▸ **Exercise directions**
Set down, without alteration, the lines from the one that contains "Where can the support" through the final line of the material below.
================================
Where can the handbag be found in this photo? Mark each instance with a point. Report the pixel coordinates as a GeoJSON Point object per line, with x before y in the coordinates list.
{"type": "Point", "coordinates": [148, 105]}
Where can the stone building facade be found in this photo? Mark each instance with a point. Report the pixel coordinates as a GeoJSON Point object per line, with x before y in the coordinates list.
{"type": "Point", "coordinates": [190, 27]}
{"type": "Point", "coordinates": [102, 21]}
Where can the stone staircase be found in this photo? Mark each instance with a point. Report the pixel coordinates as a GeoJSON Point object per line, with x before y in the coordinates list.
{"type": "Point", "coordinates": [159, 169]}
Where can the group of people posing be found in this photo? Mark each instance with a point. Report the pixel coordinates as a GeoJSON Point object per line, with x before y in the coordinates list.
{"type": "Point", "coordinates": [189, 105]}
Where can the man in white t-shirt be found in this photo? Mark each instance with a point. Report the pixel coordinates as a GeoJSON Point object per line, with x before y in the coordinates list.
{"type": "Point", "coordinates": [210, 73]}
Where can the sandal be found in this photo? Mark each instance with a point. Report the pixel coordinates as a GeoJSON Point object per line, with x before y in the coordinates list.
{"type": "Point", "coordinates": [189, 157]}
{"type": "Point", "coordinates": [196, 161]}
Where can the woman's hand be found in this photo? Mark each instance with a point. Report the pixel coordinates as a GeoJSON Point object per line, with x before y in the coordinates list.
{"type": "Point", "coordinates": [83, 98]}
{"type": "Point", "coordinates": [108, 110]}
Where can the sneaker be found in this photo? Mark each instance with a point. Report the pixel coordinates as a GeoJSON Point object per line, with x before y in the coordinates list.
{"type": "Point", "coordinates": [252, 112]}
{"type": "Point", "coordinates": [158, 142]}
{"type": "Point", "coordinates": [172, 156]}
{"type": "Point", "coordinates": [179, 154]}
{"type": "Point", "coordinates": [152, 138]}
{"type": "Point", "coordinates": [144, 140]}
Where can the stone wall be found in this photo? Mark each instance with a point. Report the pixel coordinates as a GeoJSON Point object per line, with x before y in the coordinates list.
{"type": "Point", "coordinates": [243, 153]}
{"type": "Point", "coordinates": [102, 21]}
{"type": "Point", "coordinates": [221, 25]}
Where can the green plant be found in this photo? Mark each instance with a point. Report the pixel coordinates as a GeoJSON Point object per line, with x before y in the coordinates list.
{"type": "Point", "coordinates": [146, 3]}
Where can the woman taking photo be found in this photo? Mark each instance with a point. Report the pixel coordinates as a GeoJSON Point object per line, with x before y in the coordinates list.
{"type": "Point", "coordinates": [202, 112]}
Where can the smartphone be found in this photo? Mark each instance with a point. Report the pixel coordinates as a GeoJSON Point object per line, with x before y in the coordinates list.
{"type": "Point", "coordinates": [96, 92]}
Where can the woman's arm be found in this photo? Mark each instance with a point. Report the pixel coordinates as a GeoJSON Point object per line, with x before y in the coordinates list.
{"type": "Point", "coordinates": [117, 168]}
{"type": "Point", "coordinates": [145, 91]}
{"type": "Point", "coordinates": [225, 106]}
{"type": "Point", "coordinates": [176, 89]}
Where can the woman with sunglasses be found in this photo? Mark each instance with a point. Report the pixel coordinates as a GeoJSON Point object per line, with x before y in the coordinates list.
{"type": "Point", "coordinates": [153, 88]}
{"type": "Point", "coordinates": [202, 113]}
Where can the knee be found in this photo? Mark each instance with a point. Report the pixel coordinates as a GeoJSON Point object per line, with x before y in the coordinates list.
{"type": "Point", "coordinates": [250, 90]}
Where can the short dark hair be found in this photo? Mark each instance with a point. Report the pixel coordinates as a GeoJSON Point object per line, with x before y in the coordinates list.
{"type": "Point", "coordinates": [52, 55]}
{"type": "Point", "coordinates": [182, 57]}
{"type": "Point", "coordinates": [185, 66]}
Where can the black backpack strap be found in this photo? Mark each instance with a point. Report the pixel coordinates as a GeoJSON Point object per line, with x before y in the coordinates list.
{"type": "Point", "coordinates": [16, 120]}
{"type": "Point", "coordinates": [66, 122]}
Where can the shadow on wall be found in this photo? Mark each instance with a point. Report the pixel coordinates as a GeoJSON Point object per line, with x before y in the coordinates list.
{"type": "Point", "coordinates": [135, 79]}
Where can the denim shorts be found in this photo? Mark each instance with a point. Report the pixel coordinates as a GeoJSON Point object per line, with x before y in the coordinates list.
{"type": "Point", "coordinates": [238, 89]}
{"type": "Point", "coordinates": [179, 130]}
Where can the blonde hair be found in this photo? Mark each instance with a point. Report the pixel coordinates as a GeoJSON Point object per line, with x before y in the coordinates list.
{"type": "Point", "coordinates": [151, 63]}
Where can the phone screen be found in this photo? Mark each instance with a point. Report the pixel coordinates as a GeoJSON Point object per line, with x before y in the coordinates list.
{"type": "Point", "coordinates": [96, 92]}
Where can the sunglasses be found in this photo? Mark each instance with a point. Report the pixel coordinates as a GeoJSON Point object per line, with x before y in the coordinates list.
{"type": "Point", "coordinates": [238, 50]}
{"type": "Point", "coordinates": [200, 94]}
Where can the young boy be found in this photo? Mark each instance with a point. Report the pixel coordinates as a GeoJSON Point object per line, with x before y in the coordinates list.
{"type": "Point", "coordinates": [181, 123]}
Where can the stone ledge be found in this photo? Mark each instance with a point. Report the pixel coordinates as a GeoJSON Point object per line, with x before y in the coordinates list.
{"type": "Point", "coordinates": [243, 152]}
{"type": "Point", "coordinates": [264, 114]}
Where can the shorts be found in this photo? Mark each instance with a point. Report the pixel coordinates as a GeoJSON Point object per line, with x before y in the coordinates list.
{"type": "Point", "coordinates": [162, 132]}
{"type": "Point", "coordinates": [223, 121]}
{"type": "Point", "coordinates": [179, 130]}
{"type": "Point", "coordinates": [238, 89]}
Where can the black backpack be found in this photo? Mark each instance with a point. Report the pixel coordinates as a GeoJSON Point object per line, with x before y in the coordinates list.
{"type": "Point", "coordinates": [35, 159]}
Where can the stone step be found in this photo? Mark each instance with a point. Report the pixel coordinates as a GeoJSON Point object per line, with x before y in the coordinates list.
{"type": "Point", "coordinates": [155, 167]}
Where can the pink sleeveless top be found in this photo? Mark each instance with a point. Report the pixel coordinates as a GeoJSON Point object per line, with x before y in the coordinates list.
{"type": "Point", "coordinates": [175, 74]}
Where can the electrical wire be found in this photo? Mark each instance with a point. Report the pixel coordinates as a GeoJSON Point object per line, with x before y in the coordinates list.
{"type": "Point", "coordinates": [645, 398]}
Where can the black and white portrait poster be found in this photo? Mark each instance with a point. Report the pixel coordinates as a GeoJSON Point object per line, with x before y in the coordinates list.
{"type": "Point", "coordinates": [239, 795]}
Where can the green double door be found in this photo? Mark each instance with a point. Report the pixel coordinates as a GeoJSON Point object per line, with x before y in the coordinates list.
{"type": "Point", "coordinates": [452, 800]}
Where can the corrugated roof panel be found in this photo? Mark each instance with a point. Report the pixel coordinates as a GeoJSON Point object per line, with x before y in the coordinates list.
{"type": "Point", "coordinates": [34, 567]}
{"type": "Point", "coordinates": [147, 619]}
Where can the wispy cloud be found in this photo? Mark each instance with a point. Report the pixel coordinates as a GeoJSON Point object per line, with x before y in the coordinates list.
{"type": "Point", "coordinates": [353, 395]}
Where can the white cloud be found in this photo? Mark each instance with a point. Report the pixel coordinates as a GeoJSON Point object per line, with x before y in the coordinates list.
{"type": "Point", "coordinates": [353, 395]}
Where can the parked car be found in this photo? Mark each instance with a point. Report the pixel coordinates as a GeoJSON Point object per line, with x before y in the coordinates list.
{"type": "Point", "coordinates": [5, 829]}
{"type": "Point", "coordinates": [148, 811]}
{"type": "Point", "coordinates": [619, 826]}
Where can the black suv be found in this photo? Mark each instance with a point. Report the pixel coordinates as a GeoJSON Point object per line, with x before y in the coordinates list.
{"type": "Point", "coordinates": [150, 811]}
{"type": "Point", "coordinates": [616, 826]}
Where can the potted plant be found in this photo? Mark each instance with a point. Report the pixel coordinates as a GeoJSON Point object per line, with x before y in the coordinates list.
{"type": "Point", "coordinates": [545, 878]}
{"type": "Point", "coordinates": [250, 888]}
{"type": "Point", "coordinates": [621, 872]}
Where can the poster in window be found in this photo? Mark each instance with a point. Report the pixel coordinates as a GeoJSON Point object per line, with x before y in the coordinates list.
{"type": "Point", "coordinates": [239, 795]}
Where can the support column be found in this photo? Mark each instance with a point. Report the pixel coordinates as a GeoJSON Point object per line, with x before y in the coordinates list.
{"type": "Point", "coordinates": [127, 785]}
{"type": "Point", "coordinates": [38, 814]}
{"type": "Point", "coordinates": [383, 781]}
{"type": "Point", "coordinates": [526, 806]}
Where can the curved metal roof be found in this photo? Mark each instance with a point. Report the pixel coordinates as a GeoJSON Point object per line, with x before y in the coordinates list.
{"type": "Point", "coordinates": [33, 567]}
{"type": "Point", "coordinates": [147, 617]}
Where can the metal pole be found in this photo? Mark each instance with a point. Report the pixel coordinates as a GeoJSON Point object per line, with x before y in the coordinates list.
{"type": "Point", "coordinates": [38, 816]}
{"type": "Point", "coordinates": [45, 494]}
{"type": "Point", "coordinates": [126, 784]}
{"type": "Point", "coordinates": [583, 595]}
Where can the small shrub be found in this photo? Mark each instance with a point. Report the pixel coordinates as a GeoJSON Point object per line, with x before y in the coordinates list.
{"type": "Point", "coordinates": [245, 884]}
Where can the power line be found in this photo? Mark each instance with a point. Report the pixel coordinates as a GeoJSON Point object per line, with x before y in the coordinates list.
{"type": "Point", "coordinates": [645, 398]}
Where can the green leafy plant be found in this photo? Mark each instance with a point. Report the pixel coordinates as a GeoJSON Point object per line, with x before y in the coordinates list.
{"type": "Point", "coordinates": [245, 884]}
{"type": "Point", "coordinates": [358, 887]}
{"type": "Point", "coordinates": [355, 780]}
================================
▸ **Response**
Where can the support column be found in this photo? Mark each instance with a point. Report the pixel coordinates as a GeoJSON Point object per line, with x before y in the coordinates list.
{"type": "Point", "coordinates": [127, 785]}
{"type": "Point", "coordinates": [38, 814]}
{"type": "Point", "coordinates": [383, 781]}
{"type": "Point", "coordinates": [526, 806]}
Where can the curved metal roof be found in this photo? Mark each instance with a point. Report the pixel coordinates as a GeoJSON Point object per line, with x before y in the coordinates list.
{"type": "Point", "coordinates": [33, 567]}
{"type": "Point", "coordinates": [147, 617]}
Where can the metal pole be found in this photo? Mark each instance with a point. Report the pixel coordinates as a GeoJSON Point object per line, with x before y in the coordinates list.
{"type": "Point", "coordinates": [38, 816]}
{"type": "Point", "coordinates": [45, 494]}
{"type": "Point", "coordinates": [126, 784]}
{"type": "Point", "coordinates": [583, 595]}
Where can the small shrub be found in this photo? Mark each instance with a point. Report the pixel coordinates as a GeoJSON Point object per line, with x before y in the coordinates list.
{"type": "Point", "coordinates": [245, 884]}
Where can the power line be found in this photo? Mark each instance with a point. Report the pixel coordinates as a GeoJSON Point object per line, with x before y in the coordinates list.
{"type": "Point", "coordinates": [645, 398]}
Where can the green leafy plant be found in this photo? Mark each instance with a point. Report the pixel coordinates as a GeoJSON Point object per line, with x before y in the coordinates list.
{"type": "Point", "coordinates": [245, 884]}
{"type": "Point", "coordinates": [358, 887]}
{"type": "Point", "coordinates": [355, 780]}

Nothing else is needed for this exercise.